• EXCERPT PROVIDED
►

Using Political Futures Markets to Forecast Your Estate Tax Exemption

You can tell your readers care about you when for four weeks you don’t post, and they begin to inquire after your health. Thank you, and your publisher is pleased to report that he is alive and very well! This has been a very busy month. No one seems to have gotten the memo that 2010 is the Year With No Estate Tax, because the phone keeps ringing. A lot. Clients keep acting like there is an estate tax. What’s more, the IRS is definitely still playing for keeps in their audits of transfer tax returns. Would the constant hum of activity suggest that (gasp) the estate tax is not going away for good?

One can’t dismiss that possibility.

◄

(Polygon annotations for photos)
►

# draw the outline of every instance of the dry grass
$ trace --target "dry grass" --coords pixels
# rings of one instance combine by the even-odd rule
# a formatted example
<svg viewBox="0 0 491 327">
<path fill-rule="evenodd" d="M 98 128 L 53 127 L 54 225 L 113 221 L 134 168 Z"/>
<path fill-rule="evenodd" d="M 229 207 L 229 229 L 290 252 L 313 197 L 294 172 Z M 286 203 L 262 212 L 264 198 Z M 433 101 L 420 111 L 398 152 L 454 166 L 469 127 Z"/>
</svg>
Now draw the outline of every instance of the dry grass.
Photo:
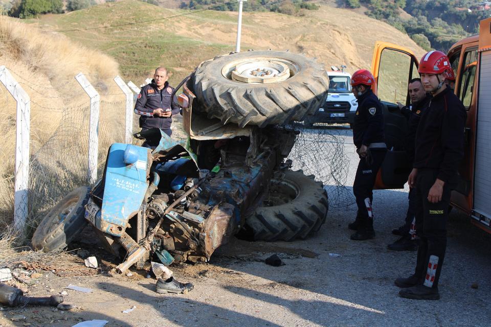
<svg viewBox="0 0 491 327">
<path fill-rule="evenodd" d="M 64 35 L 47 34 L 6 16 L 0 16 L 0 62 L 31 100 L 30 199 L 37 200 L 31 201 L 29 209 L 31 216 L 35 216 L 86 175 L 89 99 L 74 76 L 82 72 L 102 101 L 120 105 L 124 96 L 113 81 L 119 74 L 118 64 Z M 0 101 L 0 230 L 8 235 L 13 217 L 16 103 L 2 84 Z M 111 129 L 121 128 L 119 124 L 108 124 L 104 122 L 101 133 L 101 139 L 107 140 L 103 142 L 106 147 Z M 105 152 L 106 148 L 100 149 Z M 0 242 L 0 248 L 5 246 Z"/>
</svg>

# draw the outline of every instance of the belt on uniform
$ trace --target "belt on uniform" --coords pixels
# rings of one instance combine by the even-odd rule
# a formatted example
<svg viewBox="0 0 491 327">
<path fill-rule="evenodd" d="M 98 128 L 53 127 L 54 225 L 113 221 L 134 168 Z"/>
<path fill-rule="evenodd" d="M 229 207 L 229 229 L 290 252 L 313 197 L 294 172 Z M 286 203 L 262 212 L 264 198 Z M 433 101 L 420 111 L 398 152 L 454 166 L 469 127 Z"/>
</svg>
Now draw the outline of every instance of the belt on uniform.
<svg viewBox="0 0 491 327">
<path fill-rule="evenodd" d="M 368 147 L 370 149 L 387 149 L 387 146 L 384 142 L 376 142 L 375 143 L 370 143 Z"/>
</svg>

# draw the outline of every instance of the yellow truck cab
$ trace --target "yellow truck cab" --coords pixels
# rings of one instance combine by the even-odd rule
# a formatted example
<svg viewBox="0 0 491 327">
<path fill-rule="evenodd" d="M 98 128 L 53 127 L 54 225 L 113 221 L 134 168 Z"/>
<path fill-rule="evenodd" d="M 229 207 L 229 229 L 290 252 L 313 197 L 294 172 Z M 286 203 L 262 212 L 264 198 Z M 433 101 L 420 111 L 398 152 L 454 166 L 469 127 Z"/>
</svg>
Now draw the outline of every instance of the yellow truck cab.
<svg viewBox="0 0 491 327">
<path fill-rule="evenodd" d="M 455 73 L 454 92 L 467 112 L 462 133 L 465 149 L 460 180 L 452 205 L 474 224 L 491 233 L 491 18 L 480 22 L 479 34 L 454 44 L 448 57 Z M 372 61 L 373 91 L 385 105 L 385 128 L 389 151 L 377 176 L 379 189 L 401 188 L 410 170 L 400 140 L 407 128 L 397 102 L 409 104 L 409 81 L 419 77 L 418 58 L 410 50 L 377 42 Z M 405 180 L 405 179 L 406 180 Z"/>
</svg>

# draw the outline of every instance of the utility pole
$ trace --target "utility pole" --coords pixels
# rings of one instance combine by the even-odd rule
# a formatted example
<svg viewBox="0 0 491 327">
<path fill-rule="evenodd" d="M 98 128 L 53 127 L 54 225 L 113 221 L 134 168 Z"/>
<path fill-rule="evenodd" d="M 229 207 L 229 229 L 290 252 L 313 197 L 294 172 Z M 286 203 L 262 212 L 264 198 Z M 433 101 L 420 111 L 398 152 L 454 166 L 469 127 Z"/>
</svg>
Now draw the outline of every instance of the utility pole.
<svg viewBox="0 0 491 327">
<path fill-rule="evenodd" d="M 242 6 L 247 0 L 237 0 L 239 2 L 239 17 L 237 22 L 237 42 L 235 43 L 235 51 L 240 52 L 240 33 L 242 30 Z"/>
</svg>

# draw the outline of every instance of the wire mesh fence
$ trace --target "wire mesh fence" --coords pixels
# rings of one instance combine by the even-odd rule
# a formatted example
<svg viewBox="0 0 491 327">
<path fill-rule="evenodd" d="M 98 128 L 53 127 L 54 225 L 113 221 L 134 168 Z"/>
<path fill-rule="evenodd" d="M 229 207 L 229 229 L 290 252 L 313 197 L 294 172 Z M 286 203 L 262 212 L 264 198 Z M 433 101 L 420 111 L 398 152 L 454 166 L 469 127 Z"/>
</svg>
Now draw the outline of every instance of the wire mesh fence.
<svg viewBox="0 0 491 327">
<path fill-rule="evenodd" d="M 345 185 L 349 160 L 344 148 L 346 133 L 343 130 L 309 129 L 301 124 L 293 128 L 299 132 L 288 158 L 294 170 L 314 175 L 322 181 L 327 193 L 331 207 L 347 206 L 354 202 L 351 191 Z"/>
</svg>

◄

• REQUESTS
A - Based on the estate tax post, answer yes or no to each statement and quote the deciding words of the post: (i) the author went four weeks without posting; (ii) the IRS has eased up in its audits of transfer tax returns; (iii) the post refers to 2010 as the Year With No Estate Tax.
B - Transcribe the part of the estate tax post that opens with the words containing "You can tell" and closes with "away for good?".

• SOLUTION LIST
A -
(i) Yes: "for four weeks you don’t post"
(ii) No: "the IRS is definitely still playing for keeps in their audits of transfer tax returns"
(iii) Yes: "2010 is the Year With No Estate Tax"

B -
You can tell your readers care about you when for four weeks you don’t post, and they begin to inquire after your health. Thank you, and your publisher is pleased to report that he is alive and very well! This has been a very busy month. No one seems to have gotten the memo that 2010 is the Year With No Estate Tax, because the phone keeps ringing. A lot. Clients keep acting like there is an estate tax. What’s more, the IRS is definitely still playing for keeps in their audits of transfer tax returns. Would the constant hum of activity suggest that (gasp) the estate tax is not going away for good?